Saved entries
################

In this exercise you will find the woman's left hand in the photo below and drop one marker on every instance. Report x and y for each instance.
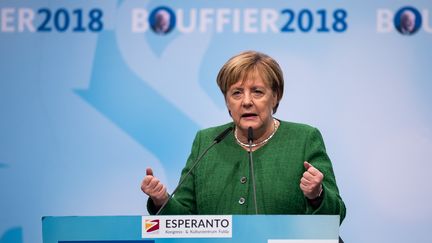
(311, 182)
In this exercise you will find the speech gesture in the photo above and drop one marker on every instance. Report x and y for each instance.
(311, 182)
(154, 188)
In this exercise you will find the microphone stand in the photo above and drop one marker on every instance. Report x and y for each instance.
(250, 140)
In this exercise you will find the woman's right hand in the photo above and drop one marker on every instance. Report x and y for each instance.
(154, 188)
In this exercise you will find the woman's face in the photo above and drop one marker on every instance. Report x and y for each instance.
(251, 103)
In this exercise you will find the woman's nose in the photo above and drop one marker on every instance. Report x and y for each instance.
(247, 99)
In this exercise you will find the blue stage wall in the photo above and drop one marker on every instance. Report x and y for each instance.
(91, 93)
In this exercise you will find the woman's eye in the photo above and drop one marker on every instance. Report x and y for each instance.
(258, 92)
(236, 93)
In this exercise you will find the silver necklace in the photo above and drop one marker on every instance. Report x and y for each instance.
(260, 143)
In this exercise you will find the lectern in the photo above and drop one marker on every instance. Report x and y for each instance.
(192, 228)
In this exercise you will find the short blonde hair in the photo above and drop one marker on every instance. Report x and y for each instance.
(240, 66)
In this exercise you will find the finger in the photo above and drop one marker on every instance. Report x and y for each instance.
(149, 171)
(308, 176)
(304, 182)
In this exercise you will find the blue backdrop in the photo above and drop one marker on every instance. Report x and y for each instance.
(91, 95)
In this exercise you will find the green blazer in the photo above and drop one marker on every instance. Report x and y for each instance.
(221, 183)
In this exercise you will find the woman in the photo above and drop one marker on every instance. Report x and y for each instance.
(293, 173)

################

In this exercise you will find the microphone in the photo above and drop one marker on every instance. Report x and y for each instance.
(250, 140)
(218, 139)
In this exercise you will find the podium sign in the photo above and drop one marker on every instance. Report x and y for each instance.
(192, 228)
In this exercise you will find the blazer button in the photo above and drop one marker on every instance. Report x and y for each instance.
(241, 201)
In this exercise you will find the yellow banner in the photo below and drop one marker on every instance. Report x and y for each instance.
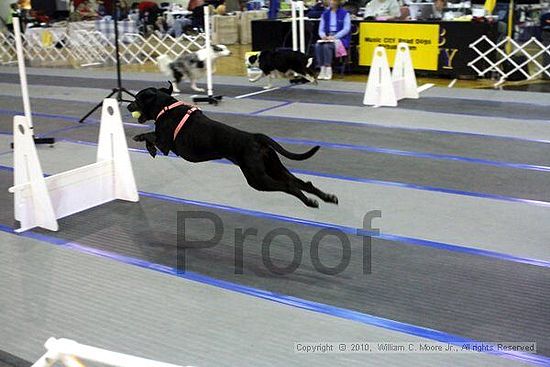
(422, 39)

################

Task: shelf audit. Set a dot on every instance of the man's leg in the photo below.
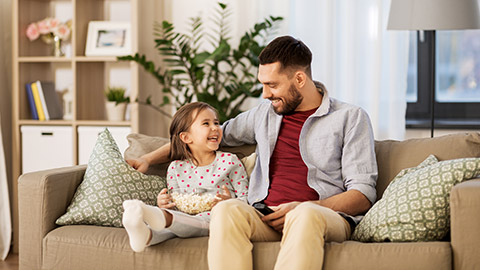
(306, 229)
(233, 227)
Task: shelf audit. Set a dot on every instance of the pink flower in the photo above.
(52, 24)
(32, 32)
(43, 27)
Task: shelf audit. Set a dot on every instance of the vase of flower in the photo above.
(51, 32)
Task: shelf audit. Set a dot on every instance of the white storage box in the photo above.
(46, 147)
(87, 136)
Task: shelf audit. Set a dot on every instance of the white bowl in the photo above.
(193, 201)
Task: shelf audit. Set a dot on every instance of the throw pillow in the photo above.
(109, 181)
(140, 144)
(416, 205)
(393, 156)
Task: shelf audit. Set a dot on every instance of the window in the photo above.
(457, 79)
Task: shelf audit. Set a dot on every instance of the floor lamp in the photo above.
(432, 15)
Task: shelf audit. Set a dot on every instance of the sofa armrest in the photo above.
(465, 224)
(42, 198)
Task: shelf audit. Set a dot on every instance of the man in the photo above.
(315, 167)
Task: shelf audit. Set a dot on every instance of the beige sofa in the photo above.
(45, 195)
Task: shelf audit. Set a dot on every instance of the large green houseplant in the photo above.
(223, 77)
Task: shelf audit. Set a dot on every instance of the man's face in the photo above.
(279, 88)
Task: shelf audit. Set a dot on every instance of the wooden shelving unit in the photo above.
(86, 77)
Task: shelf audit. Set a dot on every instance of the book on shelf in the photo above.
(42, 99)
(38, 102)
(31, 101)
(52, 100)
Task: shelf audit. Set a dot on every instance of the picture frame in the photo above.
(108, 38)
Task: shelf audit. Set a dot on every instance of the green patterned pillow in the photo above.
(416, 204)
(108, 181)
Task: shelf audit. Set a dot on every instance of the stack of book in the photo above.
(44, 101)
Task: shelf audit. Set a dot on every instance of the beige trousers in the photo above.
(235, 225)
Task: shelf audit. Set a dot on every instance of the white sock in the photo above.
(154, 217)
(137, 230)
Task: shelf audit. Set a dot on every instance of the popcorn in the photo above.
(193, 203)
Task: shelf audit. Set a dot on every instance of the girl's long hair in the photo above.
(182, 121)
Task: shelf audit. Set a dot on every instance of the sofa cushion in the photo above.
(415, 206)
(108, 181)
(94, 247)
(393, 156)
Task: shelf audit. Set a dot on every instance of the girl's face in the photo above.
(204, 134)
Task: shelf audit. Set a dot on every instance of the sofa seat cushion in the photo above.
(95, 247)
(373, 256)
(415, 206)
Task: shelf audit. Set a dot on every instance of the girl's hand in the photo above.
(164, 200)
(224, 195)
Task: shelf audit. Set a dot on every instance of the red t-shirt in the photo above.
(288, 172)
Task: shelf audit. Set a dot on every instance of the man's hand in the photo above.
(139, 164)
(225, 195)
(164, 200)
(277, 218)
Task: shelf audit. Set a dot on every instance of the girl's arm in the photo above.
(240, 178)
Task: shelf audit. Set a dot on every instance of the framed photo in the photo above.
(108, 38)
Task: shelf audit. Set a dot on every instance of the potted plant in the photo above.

################

TASK:
Which lines above run from the one containing "sofa cushion in the photo above." to the one containing "potted plant in the photo above."? Give them again exactly, both ends included.

ANSWER TO THIS PROBLEM:
Task: shelf audit. Set a dot on every instance of the sofa cushion in the photo above.
(415, 206)
(108, 181)
(94, 247)
(393, 156)
Task: shelf audit. Set a dot on every instance of the girl's face in the photo above.
(204, 134)
Task: shelf audit. Set a dot on every instance of the sofa seat cushion in the photo above.
(95, 247)
(373, 256)
(415, 206)
Task: shelf audit. Set a dot on every instance of the girl's hand in the photo above.
(164, 200)
(224, 195)
Task: shelf audit. Set a dot on every instance of the red t-shirt in the photo above.
(288, 172)
Task: shelf audit. Set a dot on every instance of the man's hand in the photo above.
(139, 164)
(225, 195)
(164, 200)
(277, 218)
Task: shelf audit. Set a dot on every instance of the girl's arm in the photo above.
(240, 178)
Task: shelf audit. Set a dot on every instance of the framed photo in the photo above.
(108, 38)
Task: shelf audit. Set a dot on every instance of the potted plant in the photo above.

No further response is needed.